- _Activity_: Reproduce the listing that follows character for character, excluding its pictures.

- _Source data_:
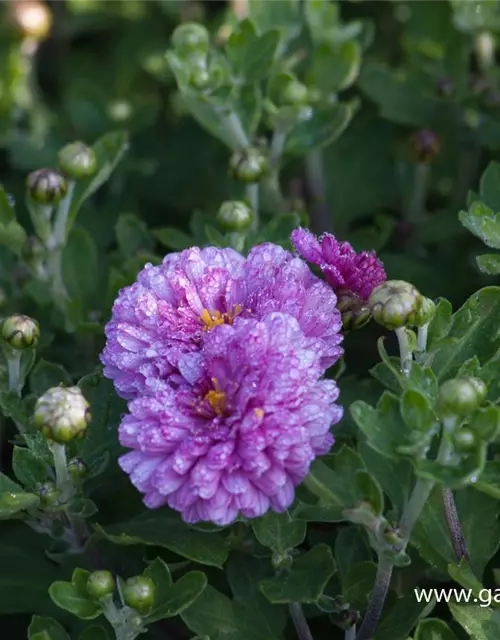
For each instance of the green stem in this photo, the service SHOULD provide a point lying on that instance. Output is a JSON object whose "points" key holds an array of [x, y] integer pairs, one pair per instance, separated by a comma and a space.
{"points": [[405, 351], [300, 622], [321, 218]]}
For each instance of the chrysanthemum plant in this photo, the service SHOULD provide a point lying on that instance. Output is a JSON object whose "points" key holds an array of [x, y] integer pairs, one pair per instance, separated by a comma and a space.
{"points": [[211, 479]]}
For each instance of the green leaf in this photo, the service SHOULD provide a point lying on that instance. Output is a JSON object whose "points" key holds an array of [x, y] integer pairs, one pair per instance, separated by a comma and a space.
{"points": [[251, 56], [173, 238], [30, 470], [396, 477], [489, 263], [351, 549], [358, 584], [171, 599], [95, 632], [320, 129], [109, 150], [432, 539], [48, 374], [335, 68], [278, 531], [72, 596], [483, 223], [13, 499], [473, 332], [434, 629], [306, 579], [46, 629], [80, 266], [132, 235], [476, 620], [164, 528], [402, 617]]}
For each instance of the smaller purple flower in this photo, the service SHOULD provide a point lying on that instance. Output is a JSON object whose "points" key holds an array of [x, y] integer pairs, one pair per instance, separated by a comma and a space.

- _Solution to this problem_:
For each instance of the green stem in this photo, the service SHOULD provide a point lying on that instance. Output is a JSON object whose "points" key holds an array of [x, y] integer pairs, one pair per instance, separated by a comma and a space.
{"points": [[405, 351], [300, 622], [321, 218]]}
For each instance of the chrysanthemum plant in this photo, the service SHOULD provide a point lying on that instance. Output is a JSON object whose "points" key holds an array of [x, y] integer pairs, one pair per instance, separated by a comma and a space.
{"points": [[211, 479]]}
For each instance of the green leaf in this photo, the service SHOULD provide a point lying on that instance. Output is a JSON object whose "points" key holds an array of [x, y] integer pairs, one pair per instance, separated by a comma and a space.
{"points": [[251, 56], [173, 238], [30, 470], [396, 477], [489, 263], [351, 549], [358, 584], [171, 599], [95, 632], [320, 129], [109, 150], [432, 539], [48, 374], [335, 68], [278, 531], [72, 596], [483, 223], [13, 499], [473, 332], [434, 629], [306, 579], [46, 629], [80, 266], [132, 235], [476, 620], [164, 528], [402, 617]]}
For each instance of the smaller purple flower in this photo, the service SHOULD provide a point lying on that instance. Output is a JSON object whose "points" key holds an array of [x, y] integer pairs, one pair per instance, separated by a comma and a space.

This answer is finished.